>>>>
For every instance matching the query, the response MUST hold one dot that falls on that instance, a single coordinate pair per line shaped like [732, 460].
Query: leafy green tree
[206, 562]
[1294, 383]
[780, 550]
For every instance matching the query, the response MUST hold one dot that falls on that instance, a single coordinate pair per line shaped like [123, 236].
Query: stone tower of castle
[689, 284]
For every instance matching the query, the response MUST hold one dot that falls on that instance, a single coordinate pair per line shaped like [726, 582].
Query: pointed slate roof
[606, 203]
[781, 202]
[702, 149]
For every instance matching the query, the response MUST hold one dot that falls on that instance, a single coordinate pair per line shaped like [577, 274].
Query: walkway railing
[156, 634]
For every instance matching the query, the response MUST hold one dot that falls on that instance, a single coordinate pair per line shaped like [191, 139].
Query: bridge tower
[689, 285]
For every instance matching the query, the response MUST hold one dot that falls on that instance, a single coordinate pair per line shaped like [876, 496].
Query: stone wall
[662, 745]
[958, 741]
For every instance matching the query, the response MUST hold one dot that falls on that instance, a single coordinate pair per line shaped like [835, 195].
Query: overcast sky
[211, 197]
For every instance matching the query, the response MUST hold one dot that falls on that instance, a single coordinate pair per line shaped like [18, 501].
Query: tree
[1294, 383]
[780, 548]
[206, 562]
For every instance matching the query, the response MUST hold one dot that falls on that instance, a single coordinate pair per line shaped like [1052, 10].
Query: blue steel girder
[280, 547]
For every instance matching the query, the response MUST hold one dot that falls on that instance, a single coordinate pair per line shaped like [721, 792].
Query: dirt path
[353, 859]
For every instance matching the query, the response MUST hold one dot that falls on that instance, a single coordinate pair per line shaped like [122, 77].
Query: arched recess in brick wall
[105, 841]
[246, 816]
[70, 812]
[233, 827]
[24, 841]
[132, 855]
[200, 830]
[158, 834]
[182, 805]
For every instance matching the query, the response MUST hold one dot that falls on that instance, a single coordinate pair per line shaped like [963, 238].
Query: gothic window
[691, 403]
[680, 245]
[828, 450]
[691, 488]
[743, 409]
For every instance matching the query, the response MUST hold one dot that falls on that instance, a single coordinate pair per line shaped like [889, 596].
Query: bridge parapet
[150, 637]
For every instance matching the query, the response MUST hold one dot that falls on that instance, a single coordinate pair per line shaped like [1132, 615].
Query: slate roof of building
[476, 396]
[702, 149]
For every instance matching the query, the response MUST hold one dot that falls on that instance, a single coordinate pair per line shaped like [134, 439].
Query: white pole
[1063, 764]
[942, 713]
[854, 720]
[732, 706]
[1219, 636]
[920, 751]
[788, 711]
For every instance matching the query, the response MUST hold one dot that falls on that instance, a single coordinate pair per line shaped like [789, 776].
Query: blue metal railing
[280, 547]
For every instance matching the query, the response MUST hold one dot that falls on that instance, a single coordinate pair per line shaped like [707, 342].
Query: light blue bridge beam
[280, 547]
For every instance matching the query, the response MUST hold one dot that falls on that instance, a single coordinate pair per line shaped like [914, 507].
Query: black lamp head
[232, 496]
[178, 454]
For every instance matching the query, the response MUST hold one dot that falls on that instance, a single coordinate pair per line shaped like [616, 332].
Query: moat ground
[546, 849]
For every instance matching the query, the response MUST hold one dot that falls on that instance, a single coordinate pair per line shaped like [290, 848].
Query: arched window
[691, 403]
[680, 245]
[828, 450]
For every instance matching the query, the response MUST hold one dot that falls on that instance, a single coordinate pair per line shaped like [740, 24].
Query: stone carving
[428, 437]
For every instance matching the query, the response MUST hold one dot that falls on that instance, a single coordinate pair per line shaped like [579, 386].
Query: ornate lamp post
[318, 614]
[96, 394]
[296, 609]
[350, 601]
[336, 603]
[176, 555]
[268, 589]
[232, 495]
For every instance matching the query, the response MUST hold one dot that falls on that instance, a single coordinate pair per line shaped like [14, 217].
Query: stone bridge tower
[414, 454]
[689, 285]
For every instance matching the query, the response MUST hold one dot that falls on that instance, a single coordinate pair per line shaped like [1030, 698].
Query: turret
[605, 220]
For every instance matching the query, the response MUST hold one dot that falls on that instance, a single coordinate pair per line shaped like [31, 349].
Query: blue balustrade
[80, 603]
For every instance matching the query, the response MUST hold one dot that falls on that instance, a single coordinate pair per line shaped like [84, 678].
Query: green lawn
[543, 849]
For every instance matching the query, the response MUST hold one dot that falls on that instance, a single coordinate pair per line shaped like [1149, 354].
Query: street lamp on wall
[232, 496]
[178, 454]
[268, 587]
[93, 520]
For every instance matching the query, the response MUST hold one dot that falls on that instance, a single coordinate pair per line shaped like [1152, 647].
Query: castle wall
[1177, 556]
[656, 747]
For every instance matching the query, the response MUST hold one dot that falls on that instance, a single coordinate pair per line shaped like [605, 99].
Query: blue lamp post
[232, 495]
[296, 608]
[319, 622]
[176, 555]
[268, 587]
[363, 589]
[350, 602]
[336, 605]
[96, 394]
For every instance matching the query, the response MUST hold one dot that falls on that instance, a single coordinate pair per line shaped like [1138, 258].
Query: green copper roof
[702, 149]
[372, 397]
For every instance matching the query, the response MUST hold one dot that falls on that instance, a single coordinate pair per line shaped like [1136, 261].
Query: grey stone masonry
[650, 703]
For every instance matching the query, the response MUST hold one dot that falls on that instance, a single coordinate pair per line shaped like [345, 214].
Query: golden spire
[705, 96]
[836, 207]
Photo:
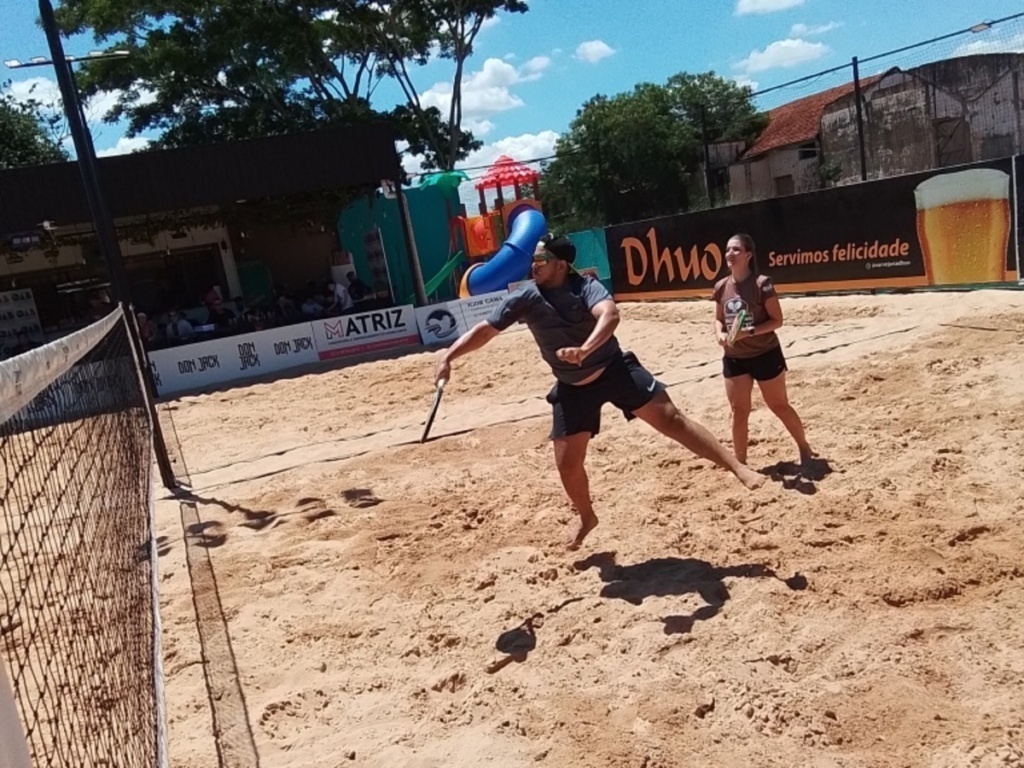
<<<<
Please write out all of the rows above again, substituting "object" for every "instance" and keeping everything else unchanged. Leave the pictures out.

Written answer ::
For every object matching the query, the response MUST hold one dot that falls on that object, a single coordinate pair per line shaped like [732, 460].
Query: leafy green tree
[206, 562]
[1294, 383]
[780, 550]
For every object matching the query, the response MUST hold one dot that falls on that object, a single coordinate pair per line shaped like [123, 236].
Query: stone tower of castle
[689, 284]
For every object matching the query, the response MUST hold one dot that falls on that object, a single coordinate pair per line shaped like [726, 582].
Query: pointed slate roof
[606, 203]
[781, 202]
[702, 149]
For every object matching the query, the response MUST hold one dot that falls on that object, a single coordinate pair per line shaped like [577, 274].
Query: walkway railing
[156, 634]
For every object matching the query, the response MUST hold one dot that falls on that object, a single coordinate pair per line shaped like [191, 139].
Query: bridge tower
[689, 285]
For every object matching the query, the response MUST hold one dot that falls on that object, a single coordinate pair per line shaped like [876, 496].
Query: stone wall
[662, 745]
[958, 741]
For every object matching the query, the response MUST hold one dot that falls on that object, a single coordinate pair per line shaped like [835, 195].
Query: overcast sky
[211, 197]
For every object matching the query, the response MUST hold one dot that falls on that object, a single coordinate pair per line shaped like [18, 501].
Query: tree
[1294, 383]
[780, 548]
[206, 562]
For every object matching the query, the response MUST hold one dot that falls on that object, a single coordinate pair per line shaped like [1052, 10].
Query: blue steel girder
[280, 547]
For every object matching the query, the response MUST hold one dot that falls on that object, a single coordinate pair per line shaped like [721, 792].
Query: dirt path
[353, 859]
For every object matching the query, the response MUST hold one dot that falls on that object, a single coordinate pair per line shaped like [122, 77].
Query: arched recess in brick wall
[105, 841]
[246, 816]
[70, 812]
[233, 827]
[24, 841]
[132, 855]
[200, 830]
[158, 834]
[182, 805]
For every object matching the query, the response MUST hold one dot that falls on that object, a single coordinate pair per line shaped like [963, 238].
Query: gothic window
[691, 403]
[680, 245]
[828, 450]
[691, 488]
[743, 409]
For every object matching the query, the response MUST hold one dot that falls on that object, a single coordinate pair per line shaped like [889, 596].
Query: bridge parapet
[150, 637]
For every object matching the query, the response MUST hold one dot that falls on that object, a single coordinate pair per line shaped like [1132, 615].
Query: slate roof of building
[476, 396]
[702, 149]
For every object matching the query, the response MUST hold one dot that falls on that object, a single coordinate pair per line shaped like [134, 439].
Query: white pole
[1063, 764]
[942, 713]
[854, 720]
[732, 706]
[1219, 636]
[920, 751]
[788, 711]
For every object matching the query, the response MUST hold one dot that falls on that object, a single coordinate pair per line shaped like [789, 776].
Query: blue metal railing
[280, 547]
For every object matching the query, the response MUST hold one dot that falls on that object, a single coordinate pair per line shaped like [707, 342].
Query: light blue bridge beam
[280, 547]
For every object matching the query, the response MUST hold one dot that falls on that object, a single coordinate pair per line shaped like [914, 507].
Query: black lamp head
[232, 496]
[178, 454]
For every object matching the query, the response MUST hold one dot that falls on that object, a single coordinate pair per line shaped like [616, 332].
Query: moat ground
[546, 849]
For every object matching the query, the response MUST hold one dot that falls on that object, a single coordinate pair per line shaped like [290, 848].
Query: arched window
[691, 403]
[680, 245]
[828, 450]
For every object matching the query, the response MUST hold one dot that falls on that object, a single coordinate pair per line shaped like [740, 24].
Query: stone carving
[428, 437]
For every object matching the query, the response MUST hold one dot that falls on that object, a single coordinate pair per line shaped like [579, 386].
Query: ornate lamp post
[318, 614]
[96, 394]
[296, 609]
[350, 601]
[336, 603]
[176, 555]
[268, 589]
[232, 495]
For every object matching the query, the response MUST hold one dot that falls on that object, a single coordinate pair per line shaped like [14, 217].
Query: stone bridge tower
[414, 454]
[689, 285]
For every object matching the query, the response MUST hold one dot that falls on that object, a single coordinate pair per line shaped like [1030, 698].
Query: turret
[605, 220]
For every object matching the query, the response MUST hold one dot that falls on that object, a single coordinate pair per line shaped like [31, 349].
Query: blue balustrade
[80, 603]
For every object matching the query, the response MUST hold one dot that falls on that object, a single coordinate pair per line shaped like [84, 678].
Query: green lawn
[543, 849]
For every object matching the query, the response MUST hold one dot that falls on that object, a single coordinate pair per line shaped like [1149, 354].
Query: street lamp on wall
[232, 496]
[178, 454]
[268, 587]
[93, 520]
For every object matching the query, the response MUST hold one dot that falls on that object, a single coordinate pair per line shaped like [1152, 647].
Query: castle wall
[1177, 556]
[656, 747]
For every object matching the query, the response MUST hold one dot that falls on that object, a single coordinate pair per line shaped like [605, 99].
Query: blue lamp post
[232, 495]
[296, 608]
[319, 622]
[176, 555]
[268, 587]
[363, 589]
[350, 602]
[336, 605]
[96, 394]
For every object matching the query, the response MUST hold one dot that falls on that object, a single coordinate pair per line shaped like [1138, 258].
Query: green copper roof
[702, 149]
[372, 397]
For every object matching the query, the response MUST hold one dot that falls on that object, a single coordinate pair per line shaped like [1136, 261].
Query: grey stone masonry
[650, 703]
For every object matching the query, the response MUST hold one dot that falls on that object, a single coordinate pair per line shaped like [345, 214].
Query: golden spire
[705, 96]
[836, 207]
Photo:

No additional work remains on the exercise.